What to work on - The line containing "Given the photograph above, the pointer locates the green prayer" and every line after it, through the last, are to be extracted exactly; no other lines belong in the answer.

Data excerpts -
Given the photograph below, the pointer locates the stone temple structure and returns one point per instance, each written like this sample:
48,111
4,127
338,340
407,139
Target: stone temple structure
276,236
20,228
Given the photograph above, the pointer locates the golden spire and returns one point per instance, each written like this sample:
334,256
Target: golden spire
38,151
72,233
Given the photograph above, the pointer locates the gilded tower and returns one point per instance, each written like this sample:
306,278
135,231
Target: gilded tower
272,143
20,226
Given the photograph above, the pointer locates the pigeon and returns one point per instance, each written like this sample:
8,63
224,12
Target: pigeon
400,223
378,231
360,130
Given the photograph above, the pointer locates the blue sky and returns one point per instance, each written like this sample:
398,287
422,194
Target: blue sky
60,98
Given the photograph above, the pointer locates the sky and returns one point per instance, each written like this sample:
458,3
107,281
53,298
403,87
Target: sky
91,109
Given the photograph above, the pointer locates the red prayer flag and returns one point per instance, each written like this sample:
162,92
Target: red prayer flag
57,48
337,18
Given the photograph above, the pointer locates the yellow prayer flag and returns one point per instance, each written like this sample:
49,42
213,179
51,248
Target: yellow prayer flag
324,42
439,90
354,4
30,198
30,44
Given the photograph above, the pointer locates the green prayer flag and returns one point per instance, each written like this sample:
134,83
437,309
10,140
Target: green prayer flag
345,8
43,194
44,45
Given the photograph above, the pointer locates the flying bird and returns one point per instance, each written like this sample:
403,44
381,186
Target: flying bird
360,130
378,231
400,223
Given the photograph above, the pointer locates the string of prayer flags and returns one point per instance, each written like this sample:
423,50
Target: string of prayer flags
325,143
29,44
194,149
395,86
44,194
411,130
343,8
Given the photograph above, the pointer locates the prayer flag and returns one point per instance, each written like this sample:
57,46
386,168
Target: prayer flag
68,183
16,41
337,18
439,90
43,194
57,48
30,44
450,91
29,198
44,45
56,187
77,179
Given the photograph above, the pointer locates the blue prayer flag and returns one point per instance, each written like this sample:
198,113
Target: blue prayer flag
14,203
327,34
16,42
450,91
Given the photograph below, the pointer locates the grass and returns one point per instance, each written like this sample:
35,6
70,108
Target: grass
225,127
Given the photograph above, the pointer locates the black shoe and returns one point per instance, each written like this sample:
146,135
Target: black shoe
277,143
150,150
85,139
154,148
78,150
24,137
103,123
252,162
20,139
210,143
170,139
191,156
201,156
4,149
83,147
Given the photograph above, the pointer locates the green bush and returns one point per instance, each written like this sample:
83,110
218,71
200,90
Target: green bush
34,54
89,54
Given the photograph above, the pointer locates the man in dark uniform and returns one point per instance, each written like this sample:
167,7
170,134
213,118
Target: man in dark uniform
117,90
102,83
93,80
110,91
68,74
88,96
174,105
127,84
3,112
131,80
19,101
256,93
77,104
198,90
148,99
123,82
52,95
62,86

Task result -
Given the photograph above, the pointer locates the green prayer flag and returns one point per instance, each written like this sample:
134,83
437,309
10,140
Target: green prayer flag
345,8
43,194
44,45
Given the photograph above, the pointer locates the flying bird and returns one point per instance, each written like this sample:
403,44
381,186
Target: flying bird
360,130
378,231
400,223
Given the photograph above, the pointer locates the string of prayer flags and returns one point per instance, each written like this sample:
423,50
Target: string of prayer flags
325,143
29,44
194,149
395,86
44,194
411,130
343,8
Given the photograph above, the pointer locates the prayer flag and returns one point per instance, each written like this sample:
57,46
386,168
Target: prayer flag
68,183
16,41
337,18
439,90
43,194
57,48
30,44
450,91
29,198
44,45
56,187
77,179
Given the photograph above, the pointer locates the blue prayer flag and returns one point per instance, each written like this sample:
198,113
Target: blue prayer flag
14,203
327,34
16,42
450,91
Given the photograph below, the pointer locates the grass and returns one point per instance, each written like this sample:
35,6
70,108
Target: grass
225,127
Given the photograph above, the pointer locates the black shoe and returns one point per instance, each written like this sample:
146,135
Target: black shoe
277,143
150,150
85,139
154,148
78,150
24,137
103,123
252,162
20,139
210,143
170,139
191,156
201,156
4,149
83,147
Given the photograph above, the pointer locates the green bush and returns one point per instance, each written like this sample:
83,110
218,71
200,90
Target: green bush
34,54
89,54
Given the photograph above, the pointer locates the man in dark uniform and returns one point per instance, each written like this sample:
167,7
170,134
213,118
Target: man in dark uniform
117,90
102,83
93,80
110,91
68,74
88,96
174,105
127,84
3,112
131,80
19,101
256,93
77,104
198,90
148,99
123,82
52,95
62,86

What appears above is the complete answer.